## EXERCISE DETAILS
Write out all of the entries, matching the original exactly.

## SOURCE MATERIAL
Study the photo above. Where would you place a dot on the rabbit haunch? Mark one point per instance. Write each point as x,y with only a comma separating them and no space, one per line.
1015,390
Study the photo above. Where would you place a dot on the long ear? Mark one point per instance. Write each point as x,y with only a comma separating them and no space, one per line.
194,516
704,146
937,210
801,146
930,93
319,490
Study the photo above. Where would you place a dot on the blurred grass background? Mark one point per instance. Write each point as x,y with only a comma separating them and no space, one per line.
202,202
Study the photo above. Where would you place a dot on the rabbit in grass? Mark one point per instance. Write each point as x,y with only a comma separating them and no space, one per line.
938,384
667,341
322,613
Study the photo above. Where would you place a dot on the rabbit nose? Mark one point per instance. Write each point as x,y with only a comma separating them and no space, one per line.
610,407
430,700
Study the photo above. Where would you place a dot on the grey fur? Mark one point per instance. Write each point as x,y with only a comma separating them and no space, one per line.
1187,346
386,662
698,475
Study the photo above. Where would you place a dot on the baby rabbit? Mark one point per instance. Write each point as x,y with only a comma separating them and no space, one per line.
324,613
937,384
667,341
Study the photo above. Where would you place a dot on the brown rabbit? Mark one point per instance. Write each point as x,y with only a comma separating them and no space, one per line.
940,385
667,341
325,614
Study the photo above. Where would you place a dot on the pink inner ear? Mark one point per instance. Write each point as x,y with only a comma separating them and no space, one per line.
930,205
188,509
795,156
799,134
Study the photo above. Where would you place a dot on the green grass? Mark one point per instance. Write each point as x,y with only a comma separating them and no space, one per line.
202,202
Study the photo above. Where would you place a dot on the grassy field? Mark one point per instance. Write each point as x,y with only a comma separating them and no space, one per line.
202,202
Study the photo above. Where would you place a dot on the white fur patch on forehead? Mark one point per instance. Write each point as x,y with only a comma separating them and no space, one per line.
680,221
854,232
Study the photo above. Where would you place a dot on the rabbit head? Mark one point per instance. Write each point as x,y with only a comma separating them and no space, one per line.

## EXPECTED ANSWER
Study the photo above. Where would you place a dot on the rabbit haunch? Mark one point per instance. Write each point as x,y with only a comma separating them and no space, one per line.
1015,390
Study the photo above. Where would you place a dot on the long ear? Mark one point per instance. Write each point as x,y with only a comma separating them and no space, one per line.
194,516
704,146
937,210
801,146
930,93
319,490
Study the photo above. Where would you place a dot on the blurred grass background? Mark one point per instance. Write each point as x,y with only a comma separating them and no space, one per line.
202,202
Study the photo above. Where would you place a dot on the rabbit in grass? Mark one point per instance. Write each point as x,y with only a comma separating them and no space, one per line.
938,384
667,341
322,613
Study the photo above. Where would you place a dot on the rabbit nose? Mark one point per instance. Write each point as x,y with only a comma separating them and no space, one per line.
610,407
430,700
Study the photo above. Where would you place a dot on the grey fur? Mark one point per instance. Write each point as x,y with only a comma separating them and no space, one per line.
1187,346
386,662
698,475
Study the photo above. Where would you place a dot on the baby rabbit? Mark one point per instance. Write each point as x,y with only a comma separating them and no space, one per line.
324,613
937,384
667,341
Study the photo above. Where would you place a dot on the brown rabbit? Mark one point per instance. Write each point as x,y with only a comma separating them and no space, one per line.
940,385
667,341
325,614
Study the photo above. Where would you place a dot on the pink inner ear? Mark one point per instance. Write each point as x,y with only a comma separating them and no space, one per line.
930,205
188,509
795,156
799,134
Study the photo above. Where would you place a dot on the green grass? Mark one point per instance. Write each point as x,y with only a comma separating them and no space, one per line.
202,202
Study the photo above. Where would you place a dot on the grassy field? Mark one point per instance. Write each point as x,y with only a comma separating them and no space, one per line.
202,202
Study the photo above. Where would you place a dot on the white fur patch on forehead? Mark one point per instance. Write each point as x,y with only a comma separating them and no space, one per line.
680,221
854,232
Study the photo above. Where would you place a dot on the rabbit head? Mark one point per instance. Write each point as x,y with only a comma separating them and no space, one per line.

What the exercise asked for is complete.